▸ Problem:
Copy each of the following records exactly as it appears, line for line.

======

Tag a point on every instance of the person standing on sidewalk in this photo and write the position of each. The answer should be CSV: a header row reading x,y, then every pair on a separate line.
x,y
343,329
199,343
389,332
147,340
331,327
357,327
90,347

======

▸ Solution for this task:
Tag a point on every instance of the person standing on sidewalk in this photo and write the position of each. The answer should be CSV: a header row reading x,y, then every pair on a separate line.
x,y
343,329
199,343
389,332
147,340
331,327
357,327
90,347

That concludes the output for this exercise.